=== REQUIREMENT ===
In the records below, identify every line that holds the word "white", and copy each of those lines in full.

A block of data
__________________________________________________

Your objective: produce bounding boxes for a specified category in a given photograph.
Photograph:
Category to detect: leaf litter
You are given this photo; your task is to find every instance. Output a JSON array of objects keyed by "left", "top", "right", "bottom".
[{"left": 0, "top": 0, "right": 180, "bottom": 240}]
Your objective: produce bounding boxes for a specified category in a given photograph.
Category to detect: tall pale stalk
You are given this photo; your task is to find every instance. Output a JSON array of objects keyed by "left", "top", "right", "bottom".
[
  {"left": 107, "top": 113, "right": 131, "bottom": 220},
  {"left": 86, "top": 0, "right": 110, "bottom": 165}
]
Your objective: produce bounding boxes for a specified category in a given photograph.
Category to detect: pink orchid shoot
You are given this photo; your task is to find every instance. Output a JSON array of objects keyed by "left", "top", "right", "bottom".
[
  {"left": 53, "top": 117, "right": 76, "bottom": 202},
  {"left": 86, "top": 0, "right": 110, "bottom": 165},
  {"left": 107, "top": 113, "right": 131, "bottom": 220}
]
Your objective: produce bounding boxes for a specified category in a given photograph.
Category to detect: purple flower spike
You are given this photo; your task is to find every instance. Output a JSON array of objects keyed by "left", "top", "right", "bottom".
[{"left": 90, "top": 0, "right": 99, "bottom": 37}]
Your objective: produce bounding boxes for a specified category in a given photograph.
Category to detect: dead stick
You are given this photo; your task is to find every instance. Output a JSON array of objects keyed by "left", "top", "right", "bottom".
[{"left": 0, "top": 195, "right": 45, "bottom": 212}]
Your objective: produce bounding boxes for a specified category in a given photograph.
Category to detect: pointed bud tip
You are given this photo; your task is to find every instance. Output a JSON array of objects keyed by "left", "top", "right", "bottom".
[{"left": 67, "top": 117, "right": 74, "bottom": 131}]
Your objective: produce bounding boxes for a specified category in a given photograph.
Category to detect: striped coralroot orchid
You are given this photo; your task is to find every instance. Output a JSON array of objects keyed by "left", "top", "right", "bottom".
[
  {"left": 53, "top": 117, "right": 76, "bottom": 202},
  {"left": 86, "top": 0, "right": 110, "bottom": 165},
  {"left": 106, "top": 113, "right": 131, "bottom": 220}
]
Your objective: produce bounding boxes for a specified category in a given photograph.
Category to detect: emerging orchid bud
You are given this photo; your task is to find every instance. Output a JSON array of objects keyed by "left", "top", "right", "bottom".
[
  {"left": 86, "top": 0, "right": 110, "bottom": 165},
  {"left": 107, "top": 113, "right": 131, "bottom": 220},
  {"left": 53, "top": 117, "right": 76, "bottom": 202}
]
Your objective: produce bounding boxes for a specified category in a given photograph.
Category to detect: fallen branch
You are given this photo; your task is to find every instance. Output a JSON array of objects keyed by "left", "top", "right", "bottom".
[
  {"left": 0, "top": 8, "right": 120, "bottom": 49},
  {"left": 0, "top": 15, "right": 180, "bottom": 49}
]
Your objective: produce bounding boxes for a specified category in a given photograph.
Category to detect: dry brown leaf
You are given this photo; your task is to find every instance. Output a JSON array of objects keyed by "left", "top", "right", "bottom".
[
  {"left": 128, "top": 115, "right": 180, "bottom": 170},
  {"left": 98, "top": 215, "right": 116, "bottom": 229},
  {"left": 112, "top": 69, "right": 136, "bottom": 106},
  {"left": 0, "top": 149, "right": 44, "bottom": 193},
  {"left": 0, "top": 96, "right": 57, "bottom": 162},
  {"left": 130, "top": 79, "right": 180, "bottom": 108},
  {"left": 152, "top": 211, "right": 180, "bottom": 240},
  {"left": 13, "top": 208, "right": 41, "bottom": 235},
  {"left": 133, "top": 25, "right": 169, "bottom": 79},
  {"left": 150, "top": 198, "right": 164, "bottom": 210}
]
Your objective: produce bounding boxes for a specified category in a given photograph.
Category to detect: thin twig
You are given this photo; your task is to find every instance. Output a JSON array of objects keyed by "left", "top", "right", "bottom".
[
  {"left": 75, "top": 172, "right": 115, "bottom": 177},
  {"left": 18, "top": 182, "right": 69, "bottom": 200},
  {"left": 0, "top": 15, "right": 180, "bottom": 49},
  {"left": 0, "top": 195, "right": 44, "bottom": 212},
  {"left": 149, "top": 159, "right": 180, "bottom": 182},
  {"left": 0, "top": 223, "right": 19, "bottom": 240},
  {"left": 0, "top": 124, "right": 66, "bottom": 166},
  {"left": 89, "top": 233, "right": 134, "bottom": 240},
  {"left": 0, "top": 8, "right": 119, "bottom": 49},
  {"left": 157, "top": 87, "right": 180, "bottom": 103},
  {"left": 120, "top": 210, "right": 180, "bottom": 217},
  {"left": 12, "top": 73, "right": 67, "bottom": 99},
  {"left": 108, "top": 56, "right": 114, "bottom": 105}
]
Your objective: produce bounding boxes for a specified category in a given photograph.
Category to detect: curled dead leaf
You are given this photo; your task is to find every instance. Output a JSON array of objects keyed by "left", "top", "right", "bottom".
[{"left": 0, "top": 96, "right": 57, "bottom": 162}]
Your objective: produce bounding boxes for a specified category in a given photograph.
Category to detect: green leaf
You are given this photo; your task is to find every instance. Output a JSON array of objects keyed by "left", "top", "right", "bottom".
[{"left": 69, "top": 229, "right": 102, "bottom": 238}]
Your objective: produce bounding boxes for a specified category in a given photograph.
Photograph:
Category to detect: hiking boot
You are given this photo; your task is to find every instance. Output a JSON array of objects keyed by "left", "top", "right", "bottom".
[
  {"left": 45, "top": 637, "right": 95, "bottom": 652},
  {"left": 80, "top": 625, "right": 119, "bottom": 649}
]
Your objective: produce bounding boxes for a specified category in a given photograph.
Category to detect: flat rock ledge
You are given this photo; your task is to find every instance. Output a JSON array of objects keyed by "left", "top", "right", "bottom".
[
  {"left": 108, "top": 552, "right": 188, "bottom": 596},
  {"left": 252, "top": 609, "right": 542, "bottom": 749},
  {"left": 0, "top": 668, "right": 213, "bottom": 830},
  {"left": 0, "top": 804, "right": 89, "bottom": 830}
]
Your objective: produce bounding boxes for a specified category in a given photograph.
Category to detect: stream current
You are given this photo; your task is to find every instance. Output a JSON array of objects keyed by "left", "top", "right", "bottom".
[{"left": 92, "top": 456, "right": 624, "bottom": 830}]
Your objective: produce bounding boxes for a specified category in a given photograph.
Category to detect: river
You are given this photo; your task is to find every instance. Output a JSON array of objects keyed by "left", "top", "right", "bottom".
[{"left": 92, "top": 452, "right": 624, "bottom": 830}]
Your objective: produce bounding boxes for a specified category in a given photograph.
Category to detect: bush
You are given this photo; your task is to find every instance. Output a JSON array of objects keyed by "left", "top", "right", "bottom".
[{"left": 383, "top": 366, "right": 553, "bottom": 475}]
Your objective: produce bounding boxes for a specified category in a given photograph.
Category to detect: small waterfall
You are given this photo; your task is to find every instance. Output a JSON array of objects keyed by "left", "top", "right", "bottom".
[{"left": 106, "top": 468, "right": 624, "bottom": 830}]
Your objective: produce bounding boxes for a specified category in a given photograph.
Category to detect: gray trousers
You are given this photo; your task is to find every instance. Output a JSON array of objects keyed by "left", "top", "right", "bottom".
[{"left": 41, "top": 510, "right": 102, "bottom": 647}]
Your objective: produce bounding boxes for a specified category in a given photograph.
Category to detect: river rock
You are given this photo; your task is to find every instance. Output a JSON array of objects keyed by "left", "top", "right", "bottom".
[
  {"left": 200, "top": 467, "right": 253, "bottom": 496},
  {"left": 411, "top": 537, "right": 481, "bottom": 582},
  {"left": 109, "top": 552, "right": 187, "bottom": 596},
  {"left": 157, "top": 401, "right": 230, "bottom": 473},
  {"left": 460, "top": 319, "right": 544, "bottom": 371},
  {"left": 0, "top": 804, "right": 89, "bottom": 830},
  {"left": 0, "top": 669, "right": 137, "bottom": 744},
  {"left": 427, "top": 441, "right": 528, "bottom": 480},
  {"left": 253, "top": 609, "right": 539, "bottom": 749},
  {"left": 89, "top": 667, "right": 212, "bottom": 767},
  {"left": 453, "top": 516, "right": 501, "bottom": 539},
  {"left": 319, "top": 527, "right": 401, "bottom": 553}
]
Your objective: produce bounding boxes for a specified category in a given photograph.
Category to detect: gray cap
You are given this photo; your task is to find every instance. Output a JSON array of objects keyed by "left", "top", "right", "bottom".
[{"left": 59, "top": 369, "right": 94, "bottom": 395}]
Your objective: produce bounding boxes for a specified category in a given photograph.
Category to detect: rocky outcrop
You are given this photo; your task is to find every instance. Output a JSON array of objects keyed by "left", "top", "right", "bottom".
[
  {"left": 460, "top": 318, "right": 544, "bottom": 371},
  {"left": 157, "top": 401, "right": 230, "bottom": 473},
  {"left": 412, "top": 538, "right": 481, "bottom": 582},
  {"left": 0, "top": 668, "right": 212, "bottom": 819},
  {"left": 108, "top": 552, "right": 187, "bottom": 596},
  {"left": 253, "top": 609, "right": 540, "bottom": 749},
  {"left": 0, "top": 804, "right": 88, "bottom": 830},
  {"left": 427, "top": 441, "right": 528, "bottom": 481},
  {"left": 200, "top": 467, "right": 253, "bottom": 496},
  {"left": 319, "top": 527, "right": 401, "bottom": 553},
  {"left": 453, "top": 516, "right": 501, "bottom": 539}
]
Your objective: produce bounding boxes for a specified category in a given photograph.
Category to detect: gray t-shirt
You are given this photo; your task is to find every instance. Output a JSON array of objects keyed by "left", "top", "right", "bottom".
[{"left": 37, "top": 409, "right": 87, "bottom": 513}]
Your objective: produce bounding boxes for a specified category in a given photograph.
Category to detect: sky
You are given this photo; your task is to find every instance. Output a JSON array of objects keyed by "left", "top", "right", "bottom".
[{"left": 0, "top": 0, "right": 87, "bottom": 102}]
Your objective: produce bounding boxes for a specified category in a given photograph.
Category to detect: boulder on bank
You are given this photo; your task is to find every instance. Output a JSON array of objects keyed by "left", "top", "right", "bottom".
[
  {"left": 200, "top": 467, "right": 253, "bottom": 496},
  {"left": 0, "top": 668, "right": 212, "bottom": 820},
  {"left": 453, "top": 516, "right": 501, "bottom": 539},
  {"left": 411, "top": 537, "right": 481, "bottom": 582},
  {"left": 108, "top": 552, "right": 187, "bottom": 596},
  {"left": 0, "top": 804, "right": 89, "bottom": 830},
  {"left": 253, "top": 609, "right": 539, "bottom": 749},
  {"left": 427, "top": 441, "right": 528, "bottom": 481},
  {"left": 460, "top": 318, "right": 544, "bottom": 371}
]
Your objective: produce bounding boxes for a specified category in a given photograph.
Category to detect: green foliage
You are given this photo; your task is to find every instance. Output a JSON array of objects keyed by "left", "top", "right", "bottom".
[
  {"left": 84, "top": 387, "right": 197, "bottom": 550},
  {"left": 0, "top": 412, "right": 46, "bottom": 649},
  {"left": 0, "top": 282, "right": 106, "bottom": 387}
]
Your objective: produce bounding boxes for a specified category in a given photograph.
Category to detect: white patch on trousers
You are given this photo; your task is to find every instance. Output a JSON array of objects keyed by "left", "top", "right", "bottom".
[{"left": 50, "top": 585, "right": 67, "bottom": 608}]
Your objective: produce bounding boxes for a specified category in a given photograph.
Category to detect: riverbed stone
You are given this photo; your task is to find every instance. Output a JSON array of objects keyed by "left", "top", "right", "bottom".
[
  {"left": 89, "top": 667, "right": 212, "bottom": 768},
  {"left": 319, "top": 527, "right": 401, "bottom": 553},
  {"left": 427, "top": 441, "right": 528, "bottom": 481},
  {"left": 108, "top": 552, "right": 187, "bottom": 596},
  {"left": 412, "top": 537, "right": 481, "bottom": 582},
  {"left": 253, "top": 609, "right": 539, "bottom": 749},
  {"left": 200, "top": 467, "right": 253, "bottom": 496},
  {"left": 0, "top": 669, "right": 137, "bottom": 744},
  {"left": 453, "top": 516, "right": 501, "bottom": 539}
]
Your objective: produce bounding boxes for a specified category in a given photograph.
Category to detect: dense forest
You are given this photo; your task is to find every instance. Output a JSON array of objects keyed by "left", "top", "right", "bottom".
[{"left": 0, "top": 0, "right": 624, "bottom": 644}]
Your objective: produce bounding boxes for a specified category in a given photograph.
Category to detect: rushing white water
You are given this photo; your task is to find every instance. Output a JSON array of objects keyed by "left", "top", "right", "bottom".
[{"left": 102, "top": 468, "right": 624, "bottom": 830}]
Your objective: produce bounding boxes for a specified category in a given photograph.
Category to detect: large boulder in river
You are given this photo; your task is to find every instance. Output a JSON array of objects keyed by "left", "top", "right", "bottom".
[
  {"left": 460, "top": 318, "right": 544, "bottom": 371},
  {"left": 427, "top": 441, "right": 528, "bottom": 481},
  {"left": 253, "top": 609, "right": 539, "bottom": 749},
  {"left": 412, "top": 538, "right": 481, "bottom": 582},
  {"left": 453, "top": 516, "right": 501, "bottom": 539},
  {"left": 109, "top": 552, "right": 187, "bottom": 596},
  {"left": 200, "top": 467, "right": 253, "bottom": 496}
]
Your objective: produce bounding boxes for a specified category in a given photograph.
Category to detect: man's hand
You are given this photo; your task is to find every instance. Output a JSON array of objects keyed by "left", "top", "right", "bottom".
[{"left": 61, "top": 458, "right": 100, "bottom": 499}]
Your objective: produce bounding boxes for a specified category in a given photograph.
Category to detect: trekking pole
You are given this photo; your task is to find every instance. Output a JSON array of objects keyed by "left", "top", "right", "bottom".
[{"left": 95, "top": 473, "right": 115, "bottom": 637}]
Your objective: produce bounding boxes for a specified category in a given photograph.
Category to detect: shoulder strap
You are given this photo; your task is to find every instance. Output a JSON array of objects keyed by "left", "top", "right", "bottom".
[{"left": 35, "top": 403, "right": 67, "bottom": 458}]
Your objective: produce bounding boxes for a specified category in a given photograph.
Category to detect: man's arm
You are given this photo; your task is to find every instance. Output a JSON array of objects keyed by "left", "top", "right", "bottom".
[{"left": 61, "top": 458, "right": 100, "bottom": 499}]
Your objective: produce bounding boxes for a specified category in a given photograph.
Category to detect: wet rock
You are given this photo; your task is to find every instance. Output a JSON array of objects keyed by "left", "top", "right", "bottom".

__________________________________________________

=== WRITTEN RESPONSE ===
Category to detect: white patch on trousers
Category to detect: rushing white water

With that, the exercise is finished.